Selected extract:
[Start of Attachment]

While some of the big tech companies are cracking down on unnecessary app permissions - i.e. ones that collect data they don't need in order to sell it to third parties, rather than to actually help their app run properly - there are still plenty of apps that are tracking more than you might realize at a glance.

Sit down with your kid and check the app permissions on their phone. Show them where to find app permissions and talk about how to distinguish which ones are legitimate and which ones aren't. Let them decide with you which apps can stay and which need to go because they're crossing the privacy line. 

13. Utilize screen pinning

Did you know that you can lock in an app so that your kid can't move away from it? So, for example, if there's a game that your 7-year-old really loves, you can "screen pin" it on Android or activate "Guided Access" on iOS. Once you have that feature activated, they won't be able to move away from the game - it will be pinned to their screen.

On Android, go to Settings > Security > Screen pinning. You also need to make sure that "Ask for PIN before unpinning" is enabled, or else your kid will be able to navigate away.

[End of Attachment]

Action item A: In the tips on children's phone settings, what must be enabled on Android so a child can't navigate away from a pinned app?
Action item B: Write the next part of the tips on children's phone settings, beginning right after the last sentence.

Stored data:
[Start of Attachment]

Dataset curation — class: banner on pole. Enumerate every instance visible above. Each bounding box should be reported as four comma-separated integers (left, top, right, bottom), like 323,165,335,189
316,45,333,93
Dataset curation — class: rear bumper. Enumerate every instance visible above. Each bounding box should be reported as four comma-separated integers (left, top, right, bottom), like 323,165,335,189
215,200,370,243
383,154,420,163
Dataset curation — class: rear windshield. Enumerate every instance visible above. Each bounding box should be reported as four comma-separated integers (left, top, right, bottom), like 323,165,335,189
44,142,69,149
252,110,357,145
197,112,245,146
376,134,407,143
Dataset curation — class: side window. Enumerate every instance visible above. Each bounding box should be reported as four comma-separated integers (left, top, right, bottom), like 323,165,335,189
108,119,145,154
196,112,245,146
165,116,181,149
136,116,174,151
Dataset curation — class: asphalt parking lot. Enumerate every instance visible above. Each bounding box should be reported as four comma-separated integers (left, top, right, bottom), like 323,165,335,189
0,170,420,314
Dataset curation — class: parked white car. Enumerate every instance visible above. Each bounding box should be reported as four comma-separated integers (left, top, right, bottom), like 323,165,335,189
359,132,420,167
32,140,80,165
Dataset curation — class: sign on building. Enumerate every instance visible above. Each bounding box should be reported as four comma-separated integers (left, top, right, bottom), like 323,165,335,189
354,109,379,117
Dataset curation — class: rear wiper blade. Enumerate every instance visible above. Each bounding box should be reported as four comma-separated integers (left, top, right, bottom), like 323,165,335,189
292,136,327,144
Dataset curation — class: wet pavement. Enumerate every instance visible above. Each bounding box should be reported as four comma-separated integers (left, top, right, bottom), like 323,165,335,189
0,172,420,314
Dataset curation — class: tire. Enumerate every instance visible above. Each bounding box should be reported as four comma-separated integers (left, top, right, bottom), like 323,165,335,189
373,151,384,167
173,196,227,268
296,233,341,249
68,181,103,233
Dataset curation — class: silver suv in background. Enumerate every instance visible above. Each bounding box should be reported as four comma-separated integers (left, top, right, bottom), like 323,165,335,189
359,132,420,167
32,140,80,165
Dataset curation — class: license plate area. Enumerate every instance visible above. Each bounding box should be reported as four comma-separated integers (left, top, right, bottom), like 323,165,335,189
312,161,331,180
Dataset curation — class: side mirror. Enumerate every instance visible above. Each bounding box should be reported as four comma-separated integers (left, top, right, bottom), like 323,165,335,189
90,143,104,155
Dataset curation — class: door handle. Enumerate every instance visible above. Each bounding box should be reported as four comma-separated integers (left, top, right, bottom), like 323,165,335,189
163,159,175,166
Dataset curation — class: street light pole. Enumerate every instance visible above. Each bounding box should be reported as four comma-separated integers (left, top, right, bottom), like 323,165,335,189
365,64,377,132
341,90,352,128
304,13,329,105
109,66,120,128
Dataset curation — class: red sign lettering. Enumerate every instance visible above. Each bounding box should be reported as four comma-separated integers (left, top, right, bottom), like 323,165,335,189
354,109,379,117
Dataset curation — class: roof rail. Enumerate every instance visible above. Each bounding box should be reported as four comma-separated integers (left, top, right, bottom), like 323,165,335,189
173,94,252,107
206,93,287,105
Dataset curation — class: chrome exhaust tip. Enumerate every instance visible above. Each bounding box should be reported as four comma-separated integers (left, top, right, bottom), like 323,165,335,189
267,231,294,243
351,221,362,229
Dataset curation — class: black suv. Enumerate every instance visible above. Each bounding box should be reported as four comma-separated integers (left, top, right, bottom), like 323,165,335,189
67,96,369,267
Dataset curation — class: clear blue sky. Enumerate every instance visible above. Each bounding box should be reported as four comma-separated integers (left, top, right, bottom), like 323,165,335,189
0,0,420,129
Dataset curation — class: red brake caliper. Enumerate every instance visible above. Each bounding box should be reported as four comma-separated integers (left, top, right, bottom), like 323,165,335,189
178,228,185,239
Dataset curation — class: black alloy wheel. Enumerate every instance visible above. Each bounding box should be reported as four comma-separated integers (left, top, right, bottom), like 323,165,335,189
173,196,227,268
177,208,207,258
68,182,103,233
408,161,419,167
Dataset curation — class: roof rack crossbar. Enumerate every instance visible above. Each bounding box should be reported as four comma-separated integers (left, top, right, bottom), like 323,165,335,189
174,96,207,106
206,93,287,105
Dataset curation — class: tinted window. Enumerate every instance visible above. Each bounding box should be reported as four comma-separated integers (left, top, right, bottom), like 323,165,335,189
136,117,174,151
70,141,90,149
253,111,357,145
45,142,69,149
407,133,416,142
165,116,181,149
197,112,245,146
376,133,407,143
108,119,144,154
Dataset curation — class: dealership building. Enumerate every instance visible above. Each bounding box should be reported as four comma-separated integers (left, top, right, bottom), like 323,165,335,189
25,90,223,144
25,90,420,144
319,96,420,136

[End of Attachment]

Written answer A: "Ask for PIN before unpinning" must be enabled.

Written answer B:
On iOs, go to Settings > General > Accessibility > Guided Access.

14. Talk about strong passwords

As soon as your child has any accounts of their own - YouTube, social media, email, etc. - they need to know about strong passwords. It's always tempting to reuse passwords between accounts, but it's also the worst thing you can do if you're trying to protect your privacy and personal information.

Instead, think of three or four totally unrelated words that can be strung together. That way, it's easy to remember, but hard to figure out. Password management apps are another option. They’ll allow you to generate and store strong, unique passwords.

15. Talk about data tracking

The collection and sale of personal data to third-parties is one of the main ways that many "free" companies and services make money. It's up to us as individuals to decide how much information we’re willing to give away for free services. That doesn't necessarily mean you get to choose what you share. It just means you can choose to not use a service.

Even between our employees here on the Avast Secure Browser team, we have a wide range of viewpoints on what’s acceptable and what’s not. When it comes to social media for example, some of us completely refuse to participate while others enjoy it on a daily basis. The important thing for all of us is to understand how our information is being used, and then go from there.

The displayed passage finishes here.